> TASK
When copying the records below, omit any image and print everything else exactly.
※ ※ ※
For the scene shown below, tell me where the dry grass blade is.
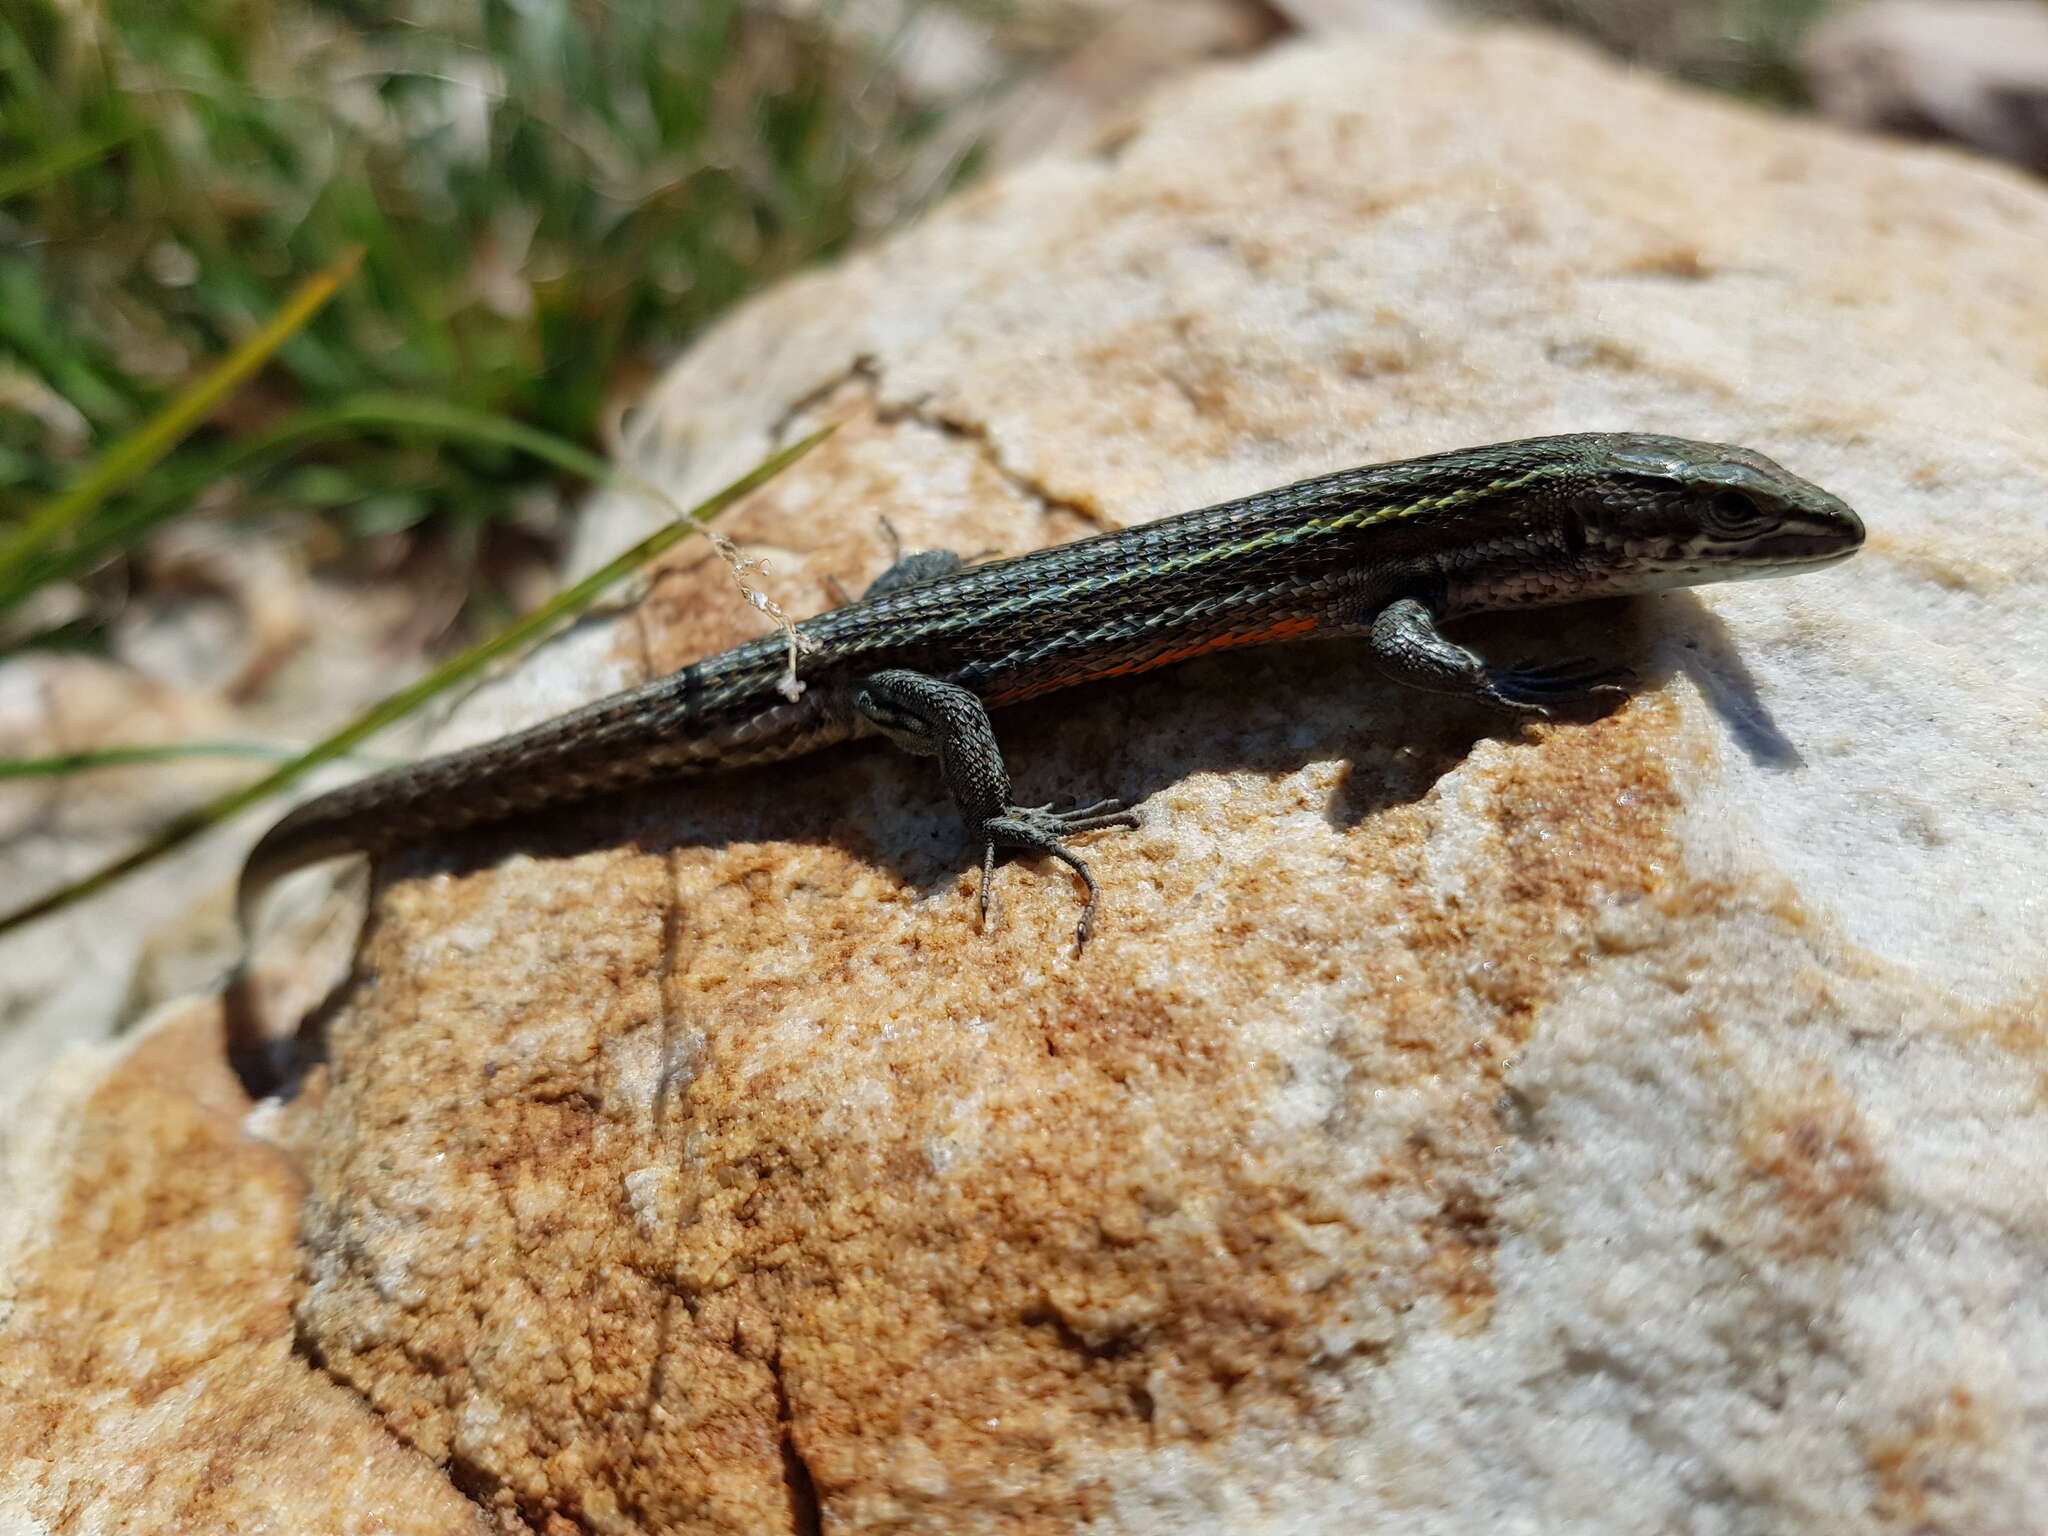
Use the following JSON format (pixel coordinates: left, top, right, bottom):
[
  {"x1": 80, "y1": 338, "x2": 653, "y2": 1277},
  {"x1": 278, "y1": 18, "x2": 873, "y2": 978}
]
[{"x1": 0, "y1": 247, "x2": 364, "y2": 596}]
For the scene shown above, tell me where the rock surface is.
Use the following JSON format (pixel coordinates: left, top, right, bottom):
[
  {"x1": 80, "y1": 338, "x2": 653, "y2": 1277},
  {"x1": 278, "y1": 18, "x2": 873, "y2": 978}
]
[
  {"x1": 9, "y1": 24, "x2": 2048, "y2": 1535},
  {"x1": 0, "y1": 1001, "x2": 491, "y2": 1534},
  {"x1": 0, "y1": 557, "x2": 435, "y2": 1127},
  {"x1": 1803, "y1": 0, "x2": 2048, "y2": 174}
]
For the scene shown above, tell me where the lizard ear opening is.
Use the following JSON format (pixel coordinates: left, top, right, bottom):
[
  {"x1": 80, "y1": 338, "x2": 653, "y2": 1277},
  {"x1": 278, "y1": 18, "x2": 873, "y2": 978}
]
[{"x1": 1558, "y1": 508, "x2": 1589, "y2": 558}]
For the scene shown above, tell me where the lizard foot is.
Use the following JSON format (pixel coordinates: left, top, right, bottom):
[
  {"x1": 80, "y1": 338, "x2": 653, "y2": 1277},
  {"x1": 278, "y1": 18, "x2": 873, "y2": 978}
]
[
  {"x1": 976, "y1": 799, "x2": 1142, "y2": 948},
  {"x1": 1479, "y1": 658, "x2": 1634, "y2": 716}
]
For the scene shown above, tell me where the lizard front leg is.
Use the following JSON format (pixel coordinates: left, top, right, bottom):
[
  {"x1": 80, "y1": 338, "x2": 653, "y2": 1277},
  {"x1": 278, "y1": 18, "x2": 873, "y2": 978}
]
[
  {"x1": 853, "y1": 669, "x2": 1138, "y2": 946},
  {"x1": 1363, "y1": 596, "x2": 1631, "y2": 715}
]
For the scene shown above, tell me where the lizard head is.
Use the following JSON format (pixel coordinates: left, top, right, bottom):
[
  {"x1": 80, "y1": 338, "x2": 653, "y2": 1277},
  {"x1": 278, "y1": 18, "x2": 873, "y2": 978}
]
[{"x1": 1569, "y1": 434, "x2": 1864, "y2": 591}]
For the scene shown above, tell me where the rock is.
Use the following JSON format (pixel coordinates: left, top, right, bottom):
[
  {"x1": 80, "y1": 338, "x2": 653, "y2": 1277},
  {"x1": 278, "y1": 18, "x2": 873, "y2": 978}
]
[
  {"x1": 0, "y1": 655, "x2": 251, "y2": 1112},
  {"x1": 1803, "y1": 0, "x2": 2048, "y2": 173},
  {"x1": 10, "y1": 23, "x2": 2048, "y2": 1534},
  {"x1": 1266, "y1": 0, "x2": 1448, "y2": 33},
  {"x1": 0, "y1": 1000, "x2": 490, "y2": 1534},
  {"x1": 0, "y1": 559, "x2": 435, "y2": 1126}
]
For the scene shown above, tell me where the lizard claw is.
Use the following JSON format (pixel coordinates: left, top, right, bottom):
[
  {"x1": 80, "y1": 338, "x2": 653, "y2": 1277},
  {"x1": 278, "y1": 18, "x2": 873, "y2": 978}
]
[{"x1": 1013, "y1": 796, "x2": 1140, "y2": 832}]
※ ※ ※
> EXPECTED OUTPUT
For the scene shown below, tell me where the dry grass blade is.
Use the following JSON format (pixel coordinates: left, top, right, bottom):
[
  {"x1": 80, "y1": 338, "x2": 653, "y2": 1277},
  {"x1": 278, "y1": 18, "x2": 873, "y2": 978}
]
[{"x1": 0, "y1": 247, "x2": 364, "y2": 596}]
For the scene shown above, tell me where the rock surface is.
Use the following JSON format (pixel coordinates: left, top, right, bottom):
[
  {"x1": 80, "y1": 338, "x2": 653, "y2": 1277},
  {"x1": 278, "y1": 18, "x2": 873, "y2": 978}
]
[
  {"x1": 9, "y1": 24, "x2": 2048, "y2": 1535},
  {"x1": 0, "y1": 1001, "x2": 491, "y2": 1534},
  {"x1": 0, "y1": 557, "x2": 435, "y2": 1127},
  {"x1": 1803, "y1": 0, "x2": 2048, "y2": 174}
]
For the scene shown above, tell me where the lizard ear opening is.
Use the following JSON format (pixel coordinates: left, top, right, bottom):
[
  {"x1": 80, "y1": 338, "x2": 653, "y2": 1277},
  {"x1": 278, "y1": 18, "x2": 873, "y2": 978}
]
[{"x1": 1558, "y1": 508, "x2": 1589, "y2": 558}]
For the scene shown above, tell me where the lizard foot is.
Use the following JSON format (pixel coordinates: left, top, right, bottom):
[
  {"x1": 80, "y1": 338, "x2": 653, "y2": 1277},
  {"x1": 278, "y1": 18, "x2": 873, "y2": 978}
]
[
  {"x1": 976, "y1": 799, "x2": 1142, "y2": 948},
  {"x1": 1479, "y1": 658, "x2": 1634, "y2": 716}
]
For the scene shown above, tell me where the lizard front leg is.
Use the following JSON format (pixel coordinates: left, top, right, bottom):
[
  {"x1": 80, "y1": 338, "x2": 653, "y2": 1277},
  {"x1": 278, "y1": 18, "x2": 873, "y2": 978}
]
[
  {"x1": 853, "y1": 669, "x2": 1138, "y2": 946},
  {"x1": 1363, "y1": 596, "x2": 1631, "y2": 715}
]
For the scene shown above, tell me where the lizard head is.
Use the following JSON format (pixel coordinates: left, top, right, bottom):
[
  {"x1": 80, "y1": 338, "x2": 653, "y2": 1277},
  {"x1": 278, "y1": 18, "x2": 873, "y2": 978}
]
[{"x1": 1569, "y1": 434, "x2": 1864, "y2": 591}]
For the scene shown above, tell me where the rock is.
Use the following JSON format (pixel coordinates: left, top, right, bottom):
[
  {"x1": 80, "y1": 338, "x2": 653, "y2": 1277},
  {"x1": 278, "y1": 18, "x2": 873, "y2": 978}
]
[
  {"x1": 0, "y1": 655, "x2": 251, "y2": 1112},
  {"x1": 1803, "y1": 0, "x2": 2048, "y2": 173},
  {"x1": 10, "y1": 23, "x2": 2048, "y2": 1534},
  {"x1": 1266, "y1": 0, "x2": 1448, "y2": 33},
  {"x1": 0, "y1": 1000, "x2": 490, "y2": 1534},
  {"x1": 0, "y1": 559, "x2": 435, "y2": 1126}
]
For the scene shown above, tell me where the lizard claw is.
Use the following JSON format (pixel coordinates: left, top, right, bottom):
[
  {"x1": 80, "y1": 338, "x2": 653, "y2": 1277},
  {"x1": 278, "y1": 18, "x2": 873, "y2": 978}
]
[{"x1": 1013, "y1": 796, "x2": 1140, "y2": 832}]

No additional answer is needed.